__DATA ROWS__:
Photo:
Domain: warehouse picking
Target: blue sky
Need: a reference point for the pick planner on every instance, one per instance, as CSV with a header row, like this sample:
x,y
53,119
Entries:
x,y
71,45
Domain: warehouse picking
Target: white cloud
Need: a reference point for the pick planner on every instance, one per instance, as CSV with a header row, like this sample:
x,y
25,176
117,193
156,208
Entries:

__EXERCISE__:
Switch "reference point" to "grasp point" throughout the records and write out every line again, leaving everything else unchanged.

__OUTPUT FOR THIS TASK__:
Photo:
Domain: warehouse picking
Target: blue sky
Need: a grasp point for the pick planner on every instance, one per instance, as CSV with a header row, like this sample:
x,y
53,119
Entries:
x,y
71,45
Domain: warehouse picking
Target: white cloud
Need: a grasp point for the pick planner on every instance, one per instance, as CSV with a header row, like this sample:
x,y
25,176
117,193
156,208
Entries:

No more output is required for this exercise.